## Problem to work on
In the records below, find each line that holds "cloud" and return it.

[Data entries]
----------
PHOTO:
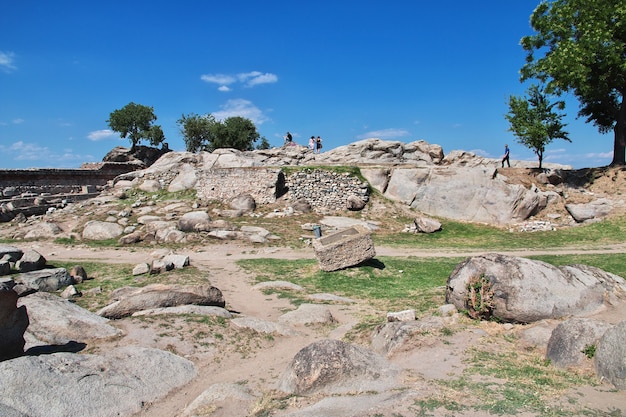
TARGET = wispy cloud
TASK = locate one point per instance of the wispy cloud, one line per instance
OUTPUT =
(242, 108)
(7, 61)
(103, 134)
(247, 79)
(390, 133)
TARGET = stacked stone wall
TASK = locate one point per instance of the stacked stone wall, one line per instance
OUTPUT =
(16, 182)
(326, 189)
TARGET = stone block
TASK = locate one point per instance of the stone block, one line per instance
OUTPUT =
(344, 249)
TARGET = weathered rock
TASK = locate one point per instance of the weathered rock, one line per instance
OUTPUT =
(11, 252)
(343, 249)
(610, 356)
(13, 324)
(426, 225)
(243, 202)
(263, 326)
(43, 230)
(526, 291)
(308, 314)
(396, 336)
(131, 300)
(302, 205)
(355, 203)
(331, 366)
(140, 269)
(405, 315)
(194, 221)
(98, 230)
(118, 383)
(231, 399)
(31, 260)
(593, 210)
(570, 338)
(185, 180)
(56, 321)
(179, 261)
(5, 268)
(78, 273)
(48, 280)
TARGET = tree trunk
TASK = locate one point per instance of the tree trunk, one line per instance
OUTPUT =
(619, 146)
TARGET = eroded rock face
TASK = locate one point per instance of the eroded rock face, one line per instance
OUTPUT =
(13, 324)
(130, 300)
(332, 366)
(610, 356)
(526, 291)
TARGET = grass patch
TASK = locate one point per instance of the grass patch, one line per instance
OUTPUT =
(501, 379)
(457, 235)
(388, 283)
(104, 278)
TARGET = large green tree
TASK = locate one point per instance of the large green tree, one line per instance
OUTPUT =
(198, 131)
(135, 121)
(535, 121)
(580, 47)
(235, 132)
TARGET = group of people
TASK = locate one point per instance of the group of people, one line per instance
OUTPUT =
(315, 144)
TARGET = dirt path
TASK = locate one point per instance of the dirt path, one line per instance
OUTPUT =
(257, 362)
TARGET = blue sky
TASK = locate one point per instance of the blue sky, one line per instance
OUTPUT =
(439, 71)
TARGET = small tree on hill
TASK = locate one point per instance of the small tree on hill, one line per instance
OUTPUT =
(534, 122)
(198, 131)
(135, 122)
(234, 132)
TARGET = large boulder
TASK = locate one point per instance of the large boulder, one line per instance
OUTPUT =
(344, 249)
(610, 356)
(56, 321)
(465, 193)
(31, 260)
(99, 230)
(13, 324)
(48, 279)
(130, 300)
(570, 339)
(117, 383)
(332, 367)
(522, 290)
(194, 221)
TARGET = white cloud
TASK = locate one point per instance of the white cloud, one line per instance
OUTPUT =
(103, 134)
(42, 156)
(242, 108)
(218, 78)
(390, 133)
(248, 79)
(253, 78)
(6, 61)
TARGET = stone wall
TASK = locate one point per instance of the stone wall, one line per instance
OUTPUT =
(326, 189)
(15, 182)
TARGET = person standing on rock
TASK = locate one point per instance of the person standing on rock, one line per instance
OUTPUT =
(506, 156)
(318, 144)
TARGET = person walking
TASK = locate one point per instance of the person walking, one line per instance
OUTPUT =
----------
## Reply
TARGET = wispy cloud
TASK = locate one point per instance of the wispy cloud, one line per instance
TARGET = white cloud
TASK = locate one point per instance of the white cloud, one line per instance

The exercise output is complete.